===== Data for this task

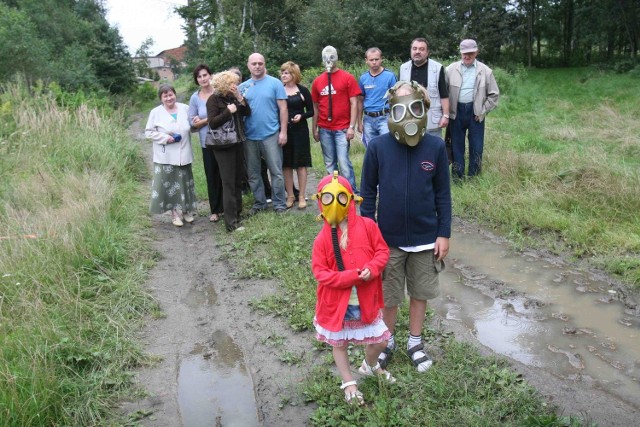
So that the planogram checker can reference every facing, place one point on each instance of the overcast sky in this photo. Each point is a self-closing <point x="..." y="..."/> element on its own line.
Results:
<point x="139" y="19"/>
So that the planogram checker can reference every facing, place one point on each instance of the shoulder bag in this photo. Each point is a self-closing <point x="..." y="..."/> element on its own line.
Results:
<point x="223" y="137"/>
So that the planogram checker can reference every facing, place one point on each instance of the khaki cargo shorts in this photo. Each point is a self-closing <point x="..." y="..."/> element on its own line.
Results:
<point x="419" y="270"/>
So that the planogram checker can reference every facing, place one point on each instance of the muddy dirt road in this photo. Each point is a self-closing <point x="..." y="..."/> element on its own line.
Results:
<point x="221" y="364"/>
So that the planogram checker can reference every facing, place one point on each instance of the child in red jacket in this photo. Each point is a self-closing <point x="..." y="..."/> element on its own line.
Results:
<point x="348" y="258"/>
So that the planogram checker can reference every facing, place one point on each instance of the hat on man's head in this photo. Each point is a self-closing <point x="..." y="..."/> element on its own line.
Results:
<point x="468" y="45"/>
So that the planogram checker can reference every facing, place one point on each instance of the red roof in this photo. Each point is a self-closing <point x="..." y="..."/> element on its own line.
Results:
<point x="177" y="54"/>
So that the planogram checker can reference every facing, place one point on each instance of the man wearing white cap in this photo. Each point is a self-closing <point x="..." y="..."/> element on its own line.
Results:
<point x="473" y="92"/>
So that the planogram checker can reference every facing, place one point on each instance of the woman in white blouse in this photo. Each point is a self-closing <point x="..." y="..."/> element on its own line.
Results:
<point x="172" y="187"/>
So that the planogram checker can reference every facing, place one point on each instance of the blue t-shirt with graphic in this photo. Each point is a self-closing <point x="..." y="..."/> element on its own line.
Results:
<point x="374" y="89"/>
<point x="262" y="96"/>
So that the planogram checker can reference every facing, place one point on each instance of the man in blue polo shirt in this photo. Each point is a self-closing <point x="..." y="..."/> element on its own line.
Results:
<point x="372" y="105"/>
<point x="266" y="131"/>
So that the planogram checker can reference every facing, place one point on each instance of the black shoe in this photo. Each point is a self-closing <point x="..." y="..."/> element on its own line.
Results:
<point x="254" y="211"/>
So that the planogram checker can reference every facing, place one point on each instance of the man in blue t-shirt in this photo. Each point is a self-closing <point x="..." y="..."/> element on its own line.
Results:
<point x="266" y="131"/>
<point x="372" y="105"/>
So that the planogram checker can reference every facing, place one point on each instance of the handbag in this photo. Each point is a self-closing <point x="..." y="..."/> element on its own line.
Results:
<point x="223" y="137"/>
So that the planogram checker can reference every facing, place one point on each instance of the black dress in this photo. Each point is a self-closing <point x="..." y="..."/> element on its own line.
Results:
<point x="297" y="151"/>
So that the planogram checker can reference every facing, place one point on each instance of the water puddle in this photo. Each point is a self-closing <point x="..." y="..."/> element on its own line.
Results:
<point x="543" y="315"/>
<point x="215" y="388"/>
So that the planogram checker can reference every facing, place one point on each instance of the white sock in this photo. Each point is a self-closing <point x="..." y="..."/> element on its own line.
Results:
<point x="413" y="341"/>
<point x="391" y="344"/>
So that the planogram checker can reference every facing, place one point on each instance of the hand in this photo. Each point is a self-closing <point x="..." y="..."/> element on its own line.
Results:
<point x="364" y="275"/>
<point x="350" y="134"/>
<point x="282" y="139"/>
<point x="441" y="248"/>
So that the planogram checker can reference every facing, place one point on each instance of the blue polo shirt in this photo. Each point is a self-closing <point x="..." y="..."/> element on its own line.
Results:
<point x="262" y="96"/>
<point x="374" y="89"/>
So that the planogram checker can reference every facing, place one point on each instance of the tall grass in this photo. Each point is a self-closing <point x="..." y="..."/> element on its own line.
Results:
<point x="561" y="168"/>
<point x="72" y="257"/>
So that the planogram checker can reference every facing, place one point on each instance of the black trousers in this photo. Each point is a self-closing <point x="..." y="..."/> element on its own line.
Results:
<point x="214" y="182"/>
<point x="231" y="164"/>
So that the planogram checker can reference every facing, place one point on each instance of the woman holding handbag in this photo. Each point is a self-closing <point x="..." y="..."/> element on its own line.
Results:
<point x="199" y="122"/>
<point x="225" y="107"/>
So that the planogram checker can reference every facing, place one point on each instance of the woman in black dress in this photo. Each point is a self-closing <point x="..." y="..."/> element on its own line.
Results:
<point x="296" y="154"/>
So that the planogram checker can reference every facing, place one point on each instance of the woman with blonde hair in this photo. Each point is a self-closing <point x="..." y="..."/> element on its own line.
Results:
<point x="296" y="154"/>
<point x="226" y="104"/>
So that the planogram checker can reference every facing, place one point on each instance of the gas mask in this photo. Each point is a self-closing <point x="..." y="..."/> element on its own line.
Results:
<point x="329" y="57"/>
<point x="408" y="112"/>
<point x="335" y="199"/>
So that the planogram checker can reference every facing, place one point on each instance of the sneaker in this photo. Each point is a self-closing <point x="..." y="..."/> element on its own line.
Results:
<point x="419" y="358"/>
<point x="254" y="211"/>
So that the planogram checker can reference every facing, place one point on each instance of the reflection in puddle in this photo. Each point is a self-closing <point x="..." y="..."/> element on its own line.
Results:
<point x="575" y="329"/>
<point x="216" y="389"/>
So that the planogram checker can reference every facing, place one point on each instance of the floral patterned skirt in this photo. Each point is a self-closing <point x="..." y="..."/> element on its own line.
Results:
<point x="172" y="188"/>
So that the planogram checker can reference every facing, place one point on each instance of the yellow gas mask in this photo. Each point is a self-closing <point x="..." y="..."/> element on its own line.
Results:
<point x="334" y="200"/>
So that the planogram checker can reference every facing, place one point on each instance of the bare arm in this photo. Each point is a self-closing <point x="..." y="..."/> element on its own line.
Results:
<point x="314" y="122"/>
<point x="351" y="132"/>
<point x="284" y="120"/>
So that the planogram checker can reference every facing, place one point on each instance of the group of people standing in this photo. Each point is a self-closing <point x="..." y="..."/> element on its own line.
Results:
<point x="363" y="264"/>
<point x="270" y="119"/>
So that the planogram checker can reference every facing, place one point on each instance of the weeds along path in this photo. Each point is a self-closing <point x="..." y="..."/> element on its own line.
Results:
<point x="206" y="318"/>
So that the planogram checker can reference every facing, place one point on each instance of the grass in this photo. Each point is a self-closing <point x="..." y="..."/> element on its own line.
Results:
<point x="72" y="256"/>
<point x="561" y="169"/>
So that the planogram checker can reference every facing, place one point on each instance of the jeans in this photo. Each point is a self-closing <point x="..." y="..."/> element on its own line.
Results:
<point x="335" y="151"/>
<point x="464" y="125"/>
<point x="270" y="150"/>
<point x="435" y="132"/>
<point x="373" y="126"/>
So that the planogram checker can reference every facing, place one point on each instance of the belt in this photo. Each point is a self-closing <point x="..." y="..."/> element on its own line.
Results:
<point x="376" y="113"/>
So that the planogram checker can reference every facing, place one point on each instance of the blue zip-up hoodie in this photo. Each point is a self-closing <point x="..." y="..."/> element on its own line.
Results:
<point x="414" y="188"/>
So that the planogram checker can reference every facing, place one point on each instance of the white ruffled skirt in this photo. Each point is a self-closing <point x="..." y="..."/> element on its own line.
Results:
<point x="354" y="331"/>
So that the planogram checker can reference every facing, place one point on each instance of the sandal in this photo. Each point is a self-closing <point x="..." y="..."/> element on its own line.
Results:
<point x="422" y="363"/>
<point x="389" y="352"/>
<point x="353" y="397"/>
<point x="371" y="371"/>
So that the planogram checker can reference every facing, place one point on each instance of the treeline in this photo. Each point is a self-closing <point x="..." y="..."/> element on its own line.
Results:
<point x="541" y="33"/>
<point x="65" y="41"/>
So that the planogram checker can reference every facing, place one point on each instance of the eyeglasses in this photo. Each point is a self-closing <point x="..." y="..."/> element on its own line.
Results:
<point x="399" y="111"/>
<point x="327" y="198"/>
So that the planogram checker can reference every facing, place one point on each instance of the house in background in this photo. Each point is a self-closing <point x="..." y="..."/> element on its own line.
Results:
<point x="165" y="67"/>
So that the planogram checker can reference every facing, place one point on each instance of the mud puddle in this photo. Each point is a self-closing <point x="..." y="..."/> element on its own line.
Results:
<point x="215" y="388"/>
<point x="544" y="314"/>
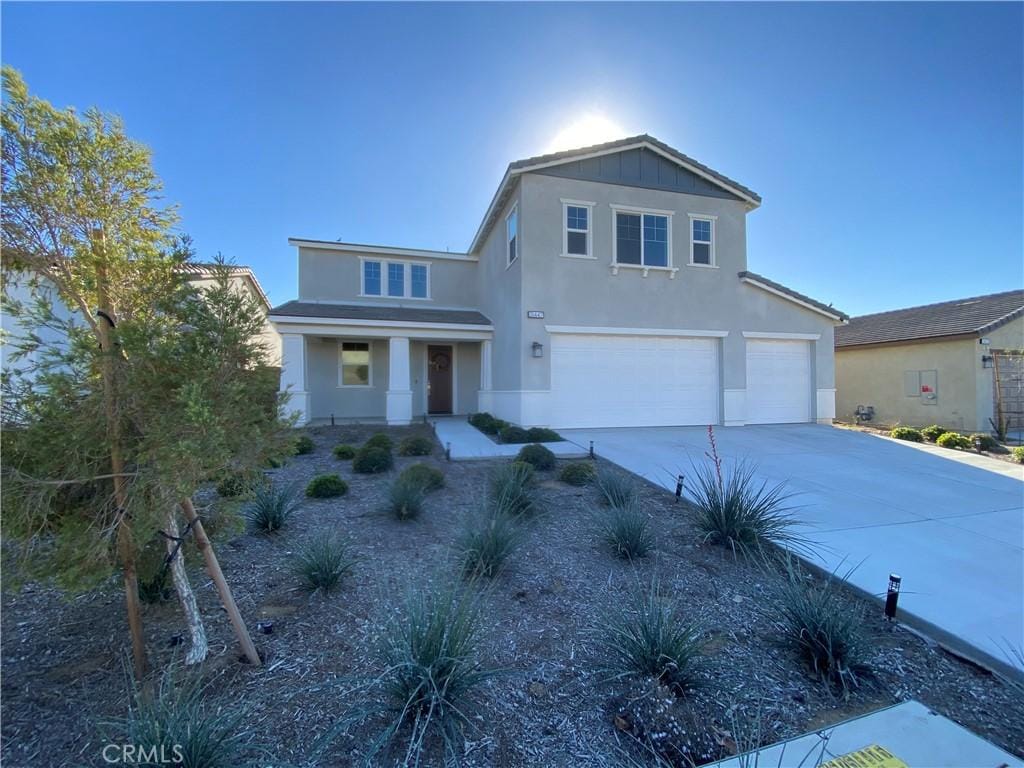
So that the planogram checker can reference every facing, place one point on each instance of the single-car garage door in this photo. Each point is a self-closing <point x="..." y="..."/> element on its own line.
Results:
<point x="778" y="381"/>
<point x="633" y="381"/>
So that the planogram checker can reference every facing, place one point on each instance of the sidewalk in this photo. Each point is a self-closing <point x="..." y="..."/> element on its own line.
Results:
<point x="468" y="442"/>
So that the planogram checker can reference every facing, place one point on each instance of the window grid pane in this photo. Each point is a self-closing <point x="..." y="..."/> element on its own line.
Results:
<point x="372" y="278"/>
<point x="395" y="280"/>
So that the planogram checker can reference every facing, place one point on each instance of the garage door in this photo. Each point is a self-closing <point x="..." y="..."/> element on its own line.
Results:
<point x="633" y="381"/>
<point x="778" y="381"/>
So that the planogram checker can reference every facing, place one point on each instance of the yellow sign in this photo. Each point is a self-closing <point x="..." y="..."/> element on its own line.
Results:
<point x="868" y="757"/>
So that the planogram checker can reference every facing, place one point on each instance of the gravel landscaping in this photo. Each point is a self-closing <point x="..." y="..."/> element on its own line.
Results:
<point x="544" y="621"/>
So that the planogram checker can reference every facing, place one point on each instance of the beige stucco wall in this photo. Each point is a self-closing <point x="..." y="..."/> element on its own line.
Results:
<point x="873" y="376"/>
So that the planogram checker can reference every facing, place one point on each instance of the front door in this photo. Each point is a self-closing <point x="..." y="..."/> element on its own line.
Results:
<point x="438" y="379"/>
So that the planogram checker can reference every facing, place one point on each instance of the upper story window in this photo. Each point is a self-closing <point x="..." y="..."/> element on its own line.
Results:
<point x="399" y="280"/>
<point x="512" y="233"/>
<point x="642" y="239"/>
<point x="577" y="223"/>
<point x="702" y="241"/>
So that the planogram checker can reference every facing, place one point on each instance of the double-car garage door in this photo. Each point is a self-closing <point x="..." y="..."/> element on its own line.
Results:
<point x="649" y="380"/>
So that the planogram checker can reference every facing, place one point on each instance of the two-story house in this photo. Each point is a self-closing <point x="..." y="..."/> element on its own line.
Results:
<point x="605" y="286"/>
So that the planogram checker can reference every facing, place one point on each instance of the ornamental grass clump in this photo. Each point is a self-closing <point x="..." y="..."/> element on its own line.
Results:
<point x="735" y="510"/>
<point x="822" y="627"/>
<point x="270" y="507"/>
<point x="323" y="562"/>
<point x="651" y="639"/>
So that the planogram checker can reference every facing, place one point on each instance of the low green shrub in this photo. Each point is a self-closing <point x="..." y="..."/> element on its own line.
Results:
<point x="627" y="530"/>
<point x="429" y="478"/>
<point x="406" y="498"/>
<point x="988" y="443"/>
<point x="324" y="561"/>
<point x="577" y="473"/>
<point x="650" y="639"/>
<point x="513" y="434"/>
<point x="416" y="445"/>
<point x="512" y="489"/>
<point x="344" y="452"/>
<point x="372" y="459"/>
<point x="542" y="434"/>
<point x="270" y="507"/>
<point x="907" y="433"/>
<point x="617" y="488"/>
<point x="380" y="440"/>
<point x="487" y="538"/>
<point x="954" y="440"/>
<point x="537" y="456"/>
<point x="327" y="486"/>
<point x="818" y="623"/>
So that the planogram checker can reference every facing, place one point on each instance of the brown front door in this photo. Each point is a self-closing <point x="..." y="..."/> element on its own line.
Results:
<point x="438" y="379"/>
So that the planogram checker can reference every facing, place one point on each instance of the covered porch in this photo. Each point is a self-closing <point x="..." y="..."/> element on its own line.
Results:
<point x="391" y="365"/>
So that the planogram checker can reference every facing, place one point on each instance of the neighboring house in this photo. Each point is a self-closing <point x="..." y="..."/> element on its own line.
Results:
<point x="606" y="286"/>
<point x="953" y="364"/>
<point x="199" y="273"/>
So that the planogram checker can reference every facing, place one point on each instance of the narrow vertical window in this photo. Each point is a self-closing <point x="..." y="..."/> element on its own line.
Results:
<point x="372" y="278"/>
<point x="512" y="232"/>
<point x="702" y="244"/>
<point x="577" y="230"/>
<point x="418" y="280"/>
<point x="395" y="280"/>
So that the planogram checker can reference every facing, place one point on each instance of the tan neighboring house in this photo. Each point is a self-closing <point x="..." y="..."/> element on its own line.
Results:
<point x="956" y="364"/>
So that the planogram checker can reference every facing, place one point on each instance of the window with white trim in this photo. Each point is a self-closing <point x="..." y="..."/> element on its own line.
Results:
<point x="643" y="239"/>
<point x="512" y="233"/>
<point x="396" y="280"/>
<point x="576" y="228"/>
<point x="354" y="363"/>
<point x="702" y="241"/>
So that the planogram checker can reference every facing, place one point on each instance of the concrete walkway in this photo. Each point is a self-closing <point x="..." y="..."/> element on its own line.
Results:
<point x="909" y="731"/>
<point x="953" y="530"/>
<point x="469" y="442"/>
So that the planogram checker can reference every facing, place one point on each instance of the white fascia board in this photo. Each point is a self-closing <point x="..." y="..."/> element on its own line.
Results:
<point x="795" y="300"/>
<point x="380" y="250"/>
<point x="773" y="335"/>
<point x="600" y="331"/>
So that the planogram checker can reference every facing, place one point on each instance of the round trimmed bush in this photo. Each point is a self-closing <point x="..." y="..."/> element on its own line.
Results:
<point x="542" y="434"/>
<point x="429" y="478"/>
<point x="344" y="452"/>
<point x="512" y="433"/>
<point x="537" y="456"/>
<point x="380" y="440"/>
<point x="372" y="459"/>
<point x="327" y="486"/>
<point x="577" y="473"/>
<point x="416" y="445"/>
<point x="907" y="433"/>
<point x="954" y="440"/>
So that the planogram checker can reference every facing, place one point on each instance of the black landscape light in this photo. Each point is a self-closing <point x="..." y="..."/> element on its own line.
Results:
<point x="892" y="596"/>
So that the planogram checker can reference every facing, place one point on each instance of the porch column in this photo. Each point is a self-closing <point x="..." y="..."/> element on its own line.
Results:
<point x="293" y="376"/>
<point x="399" y="391"/>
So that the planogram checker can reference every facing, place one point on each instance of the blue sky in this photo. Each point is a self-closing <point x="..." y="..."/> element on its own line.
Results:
<point x="885" y="139"/>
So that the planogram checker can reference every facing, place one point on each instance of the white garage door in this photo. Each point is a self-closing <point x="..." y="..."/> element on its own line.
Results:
<point x="633" y="381"/>
<point x="778" y="381"/>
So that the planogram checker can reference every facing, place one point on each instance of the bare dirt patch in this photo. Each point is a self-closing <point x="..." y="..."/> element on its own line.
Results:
<point x="65" y="660"/>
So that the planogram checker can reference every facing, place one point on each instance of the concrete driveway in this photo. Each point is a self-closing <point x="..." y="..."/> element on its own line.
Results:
<point x="952" y="529"/>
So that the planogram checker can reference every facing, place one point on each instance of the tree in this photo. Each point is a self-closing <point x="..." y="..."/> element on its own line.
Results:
<point x="144" y="388"/>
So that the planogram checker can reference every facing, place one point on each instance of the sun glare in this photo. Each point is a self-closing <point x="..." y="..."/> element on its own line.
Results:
<point x="590" y="129"/>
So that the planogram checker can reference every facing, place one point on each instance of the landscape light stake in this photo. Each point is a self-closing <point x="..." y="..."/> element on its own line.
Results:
<point x="892" y="596"/>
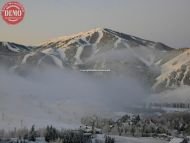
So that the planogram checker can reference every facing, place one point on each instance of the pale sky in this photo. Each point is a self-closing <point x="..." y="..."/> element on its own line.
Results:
<point x="166" y="21"/>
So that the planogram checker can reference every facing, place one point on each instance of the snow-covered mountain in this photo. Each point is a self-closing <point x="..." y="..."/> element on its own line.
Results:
<point x="101" y="48"/>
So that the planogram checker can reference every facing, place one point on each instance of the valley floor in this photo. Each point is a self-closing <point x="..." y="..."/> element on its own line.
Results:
<point x="120" y="139"/>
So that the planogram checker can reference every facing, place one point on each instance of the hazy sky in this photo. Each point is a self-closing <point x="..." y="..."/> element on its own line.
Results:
<point x="167" y="21"/>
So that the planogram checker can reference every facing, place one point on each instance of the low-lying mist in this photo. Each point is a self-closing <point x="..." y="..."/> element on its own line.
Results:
<point x="62" y="97"/>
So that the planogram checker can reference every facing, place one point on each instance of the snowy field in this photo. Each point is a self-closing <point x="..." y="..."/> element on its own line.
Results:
<point x="119" y="139"/>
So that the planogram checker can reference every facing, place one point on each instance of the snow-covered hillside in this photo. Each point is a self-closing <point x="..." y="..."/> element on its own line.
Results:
<point x="99" y="49"/>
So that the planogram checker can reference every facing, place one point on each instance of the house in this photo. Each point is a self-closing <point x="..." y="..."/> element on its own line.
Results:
<point x="178" y="140"/>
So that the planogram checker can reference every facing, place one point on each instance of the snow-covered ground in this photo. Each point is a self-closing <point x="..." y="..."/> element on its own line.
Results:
<point x="119" y="139"/>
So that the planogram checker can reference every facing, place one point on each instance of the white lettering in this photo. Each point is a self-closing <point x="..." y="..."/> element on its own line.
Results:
<point x="13" y="13"/>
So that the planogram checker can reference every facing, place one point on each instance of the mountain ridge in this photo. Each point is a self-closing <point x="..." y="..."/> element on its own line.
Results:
<point x="100" y="48"/>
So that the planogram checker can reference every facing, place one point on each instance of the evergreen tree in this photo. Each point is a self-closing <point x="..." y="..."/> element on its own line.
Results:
<point x="32" y="134"/>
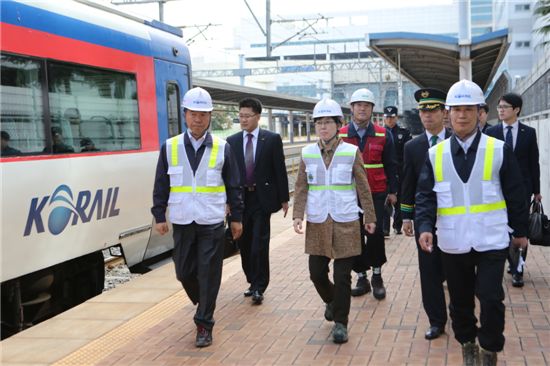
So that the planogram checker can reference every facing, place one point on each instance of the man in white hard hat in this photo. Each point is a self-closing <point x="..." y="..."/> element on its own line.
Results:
<point x="471" y="189"/>
<point x="330" y="179"/>
<point x="196" y="175"/>
<point x="378" y="152"/>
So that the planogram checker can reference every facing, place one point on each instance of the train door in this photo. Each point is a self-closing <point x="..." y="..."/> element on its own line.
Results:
<point x="172" y="81"/>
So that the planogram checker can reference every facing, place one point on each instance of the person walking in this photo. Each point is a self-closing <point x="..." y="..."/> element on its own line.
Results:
<point x="196" y="175"/>
<point x="523" y="140"/>
<point x="330" y="178"/>
<point x="471" y="189"/>
<point x="400" y="136"/>
<point x="431" y="106"/>
<point x="261" y="161"/>
<point x="378" y="153"/>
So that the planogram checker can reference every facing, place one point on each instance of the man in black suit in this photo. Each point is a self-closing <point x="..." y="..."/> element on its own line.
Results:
<point x="261" y="161"/>
<point x="523" y="139"/>
<point x="431" y="106"/>
<point x="400" y="137"/>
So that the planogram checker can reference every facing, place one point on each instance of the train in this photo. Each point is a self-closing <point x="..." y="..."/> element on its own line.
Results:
<point x="88" y="95"/>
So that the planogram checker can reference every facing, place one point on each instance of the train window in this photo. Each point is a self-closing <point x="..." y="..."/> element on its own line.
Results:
<point x="92" y="109"/>
<point x="21" y="112"/>
<point x="173" y="103"/>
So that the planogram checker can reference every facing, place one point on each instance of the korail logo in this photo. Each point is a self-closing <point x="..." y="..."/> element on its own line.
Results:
<point x="60" y="208"/>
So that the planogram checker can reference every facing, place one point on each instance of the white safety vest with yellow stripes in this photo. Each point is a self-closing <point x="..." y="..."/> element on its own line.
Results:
<point x="472" y="214"/>
<point x="331" y="191"/>
<point x="198" y="197"/>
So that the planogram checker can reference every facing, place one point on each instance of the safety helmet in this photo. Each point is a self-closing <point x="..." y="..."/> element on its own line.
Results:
<point x="362" y="95"/>
<point x="197" y="99"/>
<point x="465" y="92"/>
<point x="327" y="108"/>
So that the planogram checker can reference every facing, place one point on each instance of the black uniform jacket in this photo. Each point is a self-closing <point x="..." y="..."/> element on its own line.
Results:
<point x="510" y="182"/>
<point x="269" y="168"/>
<point x="526" y="152"/>
<point x="414" y="156"/>
<point x="230" y="174"/>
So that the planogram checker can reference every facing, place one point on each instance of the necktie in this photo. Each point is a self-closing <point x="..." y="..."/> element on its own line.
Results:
<point x="509" y="139"/>
<point x="433" y="140"/>
<point x="249" y="161"/>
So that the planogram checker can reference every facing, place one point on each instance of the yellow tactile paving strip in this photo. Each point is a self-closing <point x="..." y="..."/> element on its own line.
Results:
<point x="103" y="346"/>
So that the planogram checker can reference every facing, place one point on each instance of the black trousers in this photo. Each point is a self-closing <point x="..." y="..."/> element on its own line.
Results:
<point x="254" y="243"/>
<point x="395" y="212"/>
<point x="339" y="292"/>
<point x="198" y="258"/>
<point x="477" y="274"/>
<point x="431" y="283"/>
<point x="373" y="254"/>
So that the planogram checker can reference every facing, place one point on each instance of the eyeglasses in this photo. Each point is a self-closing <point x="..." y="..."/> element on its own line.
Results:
<point x="247" y="116"/>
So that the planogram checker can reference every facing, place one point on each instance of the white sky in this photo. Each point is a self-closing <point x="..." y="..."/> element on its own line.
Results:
<point x="228" y="14"/>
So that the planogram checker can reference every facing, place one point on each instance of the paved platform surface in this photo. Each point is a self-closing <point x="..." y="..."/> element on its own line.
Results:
<point x="149" y="320"/>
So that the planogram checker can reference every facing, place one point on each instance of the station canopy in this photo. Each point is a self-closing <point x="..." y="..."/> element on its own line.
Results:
<point x="430" y="60"/>
<point x="225" y="93"/>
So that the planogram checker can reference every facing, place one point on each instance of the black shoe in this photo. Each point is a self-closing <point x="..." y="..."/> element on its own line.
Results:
<point x="204" y="337"/>
<point x="517" y="279"/>
<point x="339" y="333"/>
<point x="362" y="287"/>
<point x="329" y="315"/>
<point x="433" y="332"/>
<point x="378" y="289"/>
<point x="248" y="293"/>
<point x="257" y="298"/>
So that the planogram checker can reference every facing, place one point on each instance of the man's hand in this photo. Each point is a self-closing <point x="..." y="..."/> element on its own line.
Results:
<point x="392" y="198"/>
<point x="284" y="205"/>
<point x="408" y="228"/>
<point x="236" y="229"/>
<point x="426" y="242"/>
<point x="298" y="226"/>
<point x="520" y="242"/>
<point x="370" y="227"/>
<point x="162" y="228"/>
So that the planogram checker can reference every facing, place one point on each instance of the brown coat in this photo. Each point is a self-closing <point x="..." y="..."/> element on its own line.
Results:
<point x="334" y="239"/>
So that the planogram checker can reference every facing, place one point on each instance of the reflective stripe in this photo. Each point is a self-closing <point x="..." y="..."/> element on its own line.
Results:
<point x="439" y="163"/>
<point x="214" y="152"/>
<point x="489" y="154"/>
<point x="348" y="187"/>
<point x="371" y="166"/>
<point x="199" y="189"/>
<point x="174" y="143"/>
<point x="482" y="208"/>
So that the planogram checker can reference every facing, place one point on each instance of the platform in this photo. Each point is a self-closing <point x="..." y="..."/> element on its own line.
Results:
<point x="148" y="321"/>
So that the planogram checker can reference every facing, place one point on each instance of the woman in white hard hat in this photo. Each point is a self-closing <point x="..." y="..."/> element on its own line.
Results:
<point x="330" y="178"/>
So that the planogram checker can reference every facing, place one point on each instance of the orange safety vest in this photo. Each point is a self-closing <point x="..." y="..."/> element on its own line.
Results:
<point x="372" y="156"/>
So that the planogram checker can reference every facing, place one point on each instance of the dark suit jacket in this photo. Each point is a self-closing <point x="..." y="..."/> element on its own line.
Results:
<point x="526" y="152"/>
<point x="414" y="156"/>
<point x="269" y="170"/>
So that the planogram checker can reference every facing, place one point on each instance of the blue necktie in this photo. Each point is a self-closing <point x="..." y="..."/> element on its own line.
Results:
<point x="509" y="139"/>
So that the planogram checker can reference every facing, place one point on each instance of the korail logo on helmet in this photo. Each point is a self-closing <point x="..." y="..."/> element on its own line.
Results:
<point x="62" y="209"/>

==========

Task goal: Wherever the string "porch" appears in the entries above, return the line it appears on.

Your solution:
So that the planogram checker can reference every facing, place one point on each instance of the covered porch in this photo. Each point is a self-closing <point x="..." y="..."/> element on its own line.
So that the planogram checker can reference every facing, place one point on each instance of the porch column in this photo. Each point is a self-closing <point x="..." y="..."/> element on its own line.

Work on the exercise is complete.